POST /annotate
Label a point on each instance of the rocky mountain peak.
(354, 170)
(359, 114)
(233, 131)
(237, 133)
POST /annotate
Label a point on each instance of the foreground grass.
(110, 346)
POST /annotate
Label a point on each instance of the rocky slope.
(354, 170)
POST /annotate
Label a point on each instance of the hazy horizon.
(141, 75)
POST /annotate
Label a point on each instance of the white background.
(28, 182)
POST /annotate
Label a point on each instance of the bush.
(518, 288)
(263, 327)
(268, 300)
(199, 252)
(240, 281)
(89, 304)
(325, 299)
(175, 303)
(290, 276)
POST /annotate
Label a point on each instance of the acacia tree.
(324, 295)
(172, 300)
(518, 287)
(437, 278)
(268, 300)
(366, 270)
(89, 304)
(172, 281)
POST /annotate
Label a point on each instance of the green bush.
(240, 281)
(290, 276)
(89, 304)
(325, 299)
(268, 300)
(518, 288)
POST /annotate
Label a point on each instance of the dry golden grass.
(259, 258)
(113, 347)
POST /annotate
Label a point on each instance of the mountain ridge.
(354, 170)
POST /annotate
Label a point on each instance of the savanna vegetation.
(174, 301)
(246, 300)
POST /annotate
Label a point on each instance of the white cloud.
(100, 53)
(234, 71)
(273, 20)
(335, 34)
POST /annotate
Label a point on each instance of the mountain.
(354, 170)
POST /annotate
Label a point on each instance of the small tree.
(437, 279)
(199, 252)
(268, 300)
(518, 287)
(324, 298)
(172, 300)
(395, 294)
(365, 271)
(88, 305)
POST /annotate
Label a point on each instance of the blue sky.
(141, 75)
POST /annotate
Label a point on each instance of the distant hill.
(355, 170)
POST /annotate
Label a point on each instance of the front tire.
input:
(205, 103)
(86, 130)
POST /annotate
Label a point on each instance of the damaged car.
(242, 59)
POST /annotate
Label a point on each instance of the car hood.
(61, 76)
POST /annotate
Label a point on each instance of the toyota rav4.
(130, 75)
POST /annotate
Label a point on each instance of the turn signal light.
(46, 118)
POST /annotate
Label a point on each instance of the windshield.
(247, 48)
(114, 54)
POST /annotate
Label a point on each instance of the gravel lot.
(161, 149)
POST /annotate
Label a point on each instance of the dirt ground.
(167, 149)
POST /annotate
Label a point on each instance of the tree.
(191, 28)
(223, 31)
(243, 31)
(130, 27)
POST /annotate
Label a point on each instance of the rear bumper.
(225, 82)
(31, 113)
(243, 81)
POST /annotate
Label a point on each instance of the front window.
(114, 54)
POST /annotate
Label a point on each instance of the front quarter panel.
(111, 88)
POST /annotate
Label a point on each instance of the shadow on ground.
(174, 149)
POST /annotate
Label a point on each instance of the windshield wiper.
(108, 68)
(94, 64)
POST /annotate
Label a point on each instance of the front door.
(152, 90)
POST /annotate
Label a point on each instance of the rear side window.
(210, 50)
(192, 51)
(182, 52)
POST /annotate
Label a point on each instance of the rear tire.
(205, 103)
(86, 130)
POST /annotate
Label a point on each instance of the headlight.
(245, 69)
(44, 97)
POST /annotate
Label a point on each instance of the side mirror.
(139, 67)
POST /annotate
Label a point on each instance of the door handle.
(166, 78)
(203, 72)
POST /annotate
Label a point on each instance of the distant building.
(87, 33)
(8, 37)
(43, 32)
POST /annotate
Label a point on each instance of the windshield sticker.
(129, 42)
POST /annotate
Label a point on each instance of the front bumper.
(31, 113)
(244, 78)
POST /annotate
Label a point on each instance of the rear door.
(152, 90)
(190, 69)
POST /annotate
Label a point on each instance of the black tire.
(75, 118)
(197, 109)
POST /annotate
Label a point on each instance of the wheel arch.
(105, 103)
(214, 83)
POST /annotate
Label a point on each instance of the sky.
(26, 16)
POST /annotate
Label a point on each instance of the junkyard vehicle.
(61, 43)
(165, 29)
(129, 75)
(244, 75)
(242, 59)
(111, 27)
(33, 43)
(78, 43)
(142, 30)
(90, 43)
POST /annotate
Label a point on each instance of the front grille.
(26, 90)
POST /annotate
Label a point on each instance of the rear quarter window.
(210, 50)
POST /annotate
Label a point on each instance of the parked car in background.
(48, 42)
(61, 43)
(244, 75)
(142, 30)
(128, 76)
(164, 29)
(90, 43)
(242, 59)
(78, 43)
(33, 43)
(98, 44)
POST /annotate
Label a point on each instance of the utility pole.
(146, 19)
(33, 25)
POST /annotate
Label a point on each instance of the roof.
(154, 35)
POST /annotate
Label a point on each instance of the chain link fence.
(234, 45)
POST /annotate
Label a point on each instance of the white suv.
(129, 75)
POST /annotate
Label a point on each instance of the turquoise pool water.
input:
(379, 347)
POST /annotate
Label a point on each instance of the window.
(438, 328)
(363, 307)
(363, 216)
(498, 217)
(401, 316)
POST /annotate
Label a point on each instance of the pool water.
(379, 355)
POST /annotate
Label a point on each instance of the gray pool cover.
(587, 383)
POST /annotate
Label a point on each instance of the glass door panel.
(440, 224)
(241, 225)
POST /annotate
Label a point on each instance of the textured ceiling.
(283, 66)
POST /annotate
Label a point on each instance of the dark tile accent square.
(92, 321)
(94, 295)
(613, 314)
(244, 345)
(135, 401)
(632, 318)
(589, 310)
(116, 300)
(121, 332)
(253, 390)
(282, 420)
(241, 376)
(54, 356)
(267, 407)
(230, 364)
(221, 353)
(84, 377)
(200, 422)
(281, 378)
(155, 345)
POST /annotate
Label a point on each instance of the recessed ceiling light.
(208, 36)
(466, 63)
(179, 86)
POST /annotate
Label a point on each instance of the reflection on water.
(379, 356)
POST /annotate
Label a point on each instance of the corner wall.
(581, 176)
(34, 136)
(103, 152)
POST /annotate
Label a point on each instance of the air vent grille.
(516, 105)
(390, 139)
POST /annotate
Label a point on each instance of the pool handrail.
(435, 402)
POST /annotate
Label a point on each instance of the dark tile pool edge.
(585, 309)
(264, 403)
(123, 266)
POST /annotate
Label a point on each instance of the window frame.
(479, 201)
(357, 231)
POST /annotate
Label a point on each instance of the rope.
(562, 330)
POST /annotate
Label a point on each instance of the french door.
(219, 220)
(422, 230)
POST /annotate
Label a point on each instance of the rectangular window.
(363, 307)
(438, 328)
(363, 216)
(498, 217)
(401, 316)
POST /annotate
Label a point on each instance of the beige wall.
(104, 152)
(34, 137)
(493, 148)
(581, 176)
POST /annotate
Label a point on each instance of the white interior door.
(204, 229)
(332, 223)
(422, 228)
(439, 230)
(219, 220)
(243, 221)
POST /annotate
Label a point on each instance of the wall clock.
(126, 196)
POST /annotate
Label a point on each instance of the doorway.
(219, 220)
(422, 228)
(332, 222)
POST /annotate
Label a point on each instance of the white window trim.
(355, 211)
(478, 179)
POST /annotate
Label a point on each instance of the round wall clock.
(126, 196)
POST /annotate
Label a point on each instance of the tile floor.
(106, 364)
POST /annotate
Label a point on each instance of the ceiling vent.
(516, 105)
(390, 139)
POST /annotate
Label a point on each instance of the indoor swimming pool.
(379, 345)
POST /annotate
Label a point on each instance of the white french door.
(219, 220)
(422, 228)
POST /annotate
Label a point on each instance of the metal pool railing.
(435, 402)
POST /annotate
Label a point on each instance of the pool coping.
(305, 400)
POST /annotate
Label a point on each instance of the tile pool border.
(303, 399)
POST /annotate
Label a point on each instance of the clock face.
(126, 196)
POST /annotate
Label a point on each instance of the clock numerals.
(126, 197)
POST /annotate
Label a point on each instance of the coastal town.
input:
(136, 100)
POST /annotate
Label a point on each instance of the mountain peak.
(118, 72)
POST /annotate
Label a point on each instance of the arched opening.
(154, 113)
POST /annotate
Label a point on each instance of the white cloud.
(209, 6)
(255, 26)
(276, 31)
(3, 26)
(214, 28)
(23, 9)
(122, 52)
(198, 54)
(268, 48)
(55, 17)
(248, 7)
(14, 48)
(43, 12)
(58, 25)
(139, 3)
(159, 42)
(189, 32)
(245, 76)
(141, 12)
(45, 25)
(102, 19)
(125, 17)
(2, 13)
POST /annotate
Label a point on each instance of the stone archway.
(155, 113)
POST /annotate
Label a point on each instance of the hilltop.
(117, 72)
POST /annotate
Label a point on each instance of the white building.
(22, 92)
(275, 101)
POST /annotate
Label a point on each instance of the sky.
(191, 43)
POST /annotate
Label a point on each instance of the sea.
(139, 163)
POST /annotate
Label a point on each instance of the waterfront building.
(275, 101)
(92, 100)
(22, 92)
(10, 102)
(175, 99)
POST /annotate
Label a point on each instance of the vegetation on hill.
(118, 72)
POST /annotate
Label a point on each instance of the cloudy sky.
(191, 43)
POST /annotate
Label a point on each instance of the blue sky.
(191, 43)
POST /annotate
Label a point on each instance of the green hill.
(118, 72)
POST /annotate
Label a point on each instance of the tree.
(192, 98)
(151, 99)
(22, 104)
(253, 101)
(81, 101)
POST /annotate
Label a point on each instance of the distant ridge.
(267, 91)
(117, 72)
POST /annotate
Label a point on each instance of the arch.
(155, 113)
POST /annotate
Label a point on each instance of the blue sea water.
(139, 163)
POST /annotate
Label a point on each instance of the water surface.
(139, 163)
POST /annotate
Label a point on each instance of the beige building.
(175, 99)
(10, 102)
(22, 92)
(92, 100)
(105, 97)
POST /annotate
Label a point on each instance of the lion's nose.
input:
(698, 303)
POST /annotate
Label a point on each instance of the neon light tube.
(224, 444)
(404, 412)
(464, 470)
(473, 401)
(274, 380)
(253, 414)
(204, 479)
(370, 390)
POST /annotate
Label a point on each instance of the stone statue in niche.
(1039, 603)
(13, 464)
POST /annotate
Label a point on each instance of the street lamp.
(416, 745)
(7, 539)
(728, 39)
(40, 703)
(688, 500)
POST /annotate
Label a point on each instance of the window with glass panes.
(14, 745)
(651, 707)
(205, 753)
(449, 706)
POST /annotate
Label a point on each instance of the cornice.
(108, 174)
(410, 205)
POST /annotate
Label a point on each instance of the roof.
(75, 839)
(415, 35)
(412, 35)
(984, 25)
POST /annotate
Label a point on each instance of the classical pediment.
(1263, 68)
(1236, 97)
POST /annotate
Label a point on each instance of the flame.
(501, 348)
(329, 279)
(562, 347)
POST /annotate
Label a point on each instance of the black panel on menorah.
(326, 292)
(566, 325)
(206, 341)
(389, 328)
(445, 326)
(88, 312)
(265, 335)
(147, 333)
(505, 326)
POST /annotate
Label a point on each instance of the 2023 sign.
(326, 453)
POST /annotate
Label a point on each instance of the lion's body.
★ ★ ★ ★ ★ ★ ★
- _WHAT YOU HAVE TO DO_
Copy out the lines from the line containing "Label a point on each instance of the flame." to the end of the listing above, without alteration.

- _RESPONSE_
Label a point on each instance of the flame.
(501, 348)
(329, 279)
(562, 347)
POST /annotate
Label a point on each instance of the black panel on menorah.
(326, 292)
(566, 325)
(206, 341)
(389, 328)
(445, 326)
(88, 312)
(265, 335)
(147, 333)
(505, 326)
POST /annotate
Label a point on each instance of the 2023 sign.
(326, 453)
POST /annotate
Label a point on each instance of the lion's body.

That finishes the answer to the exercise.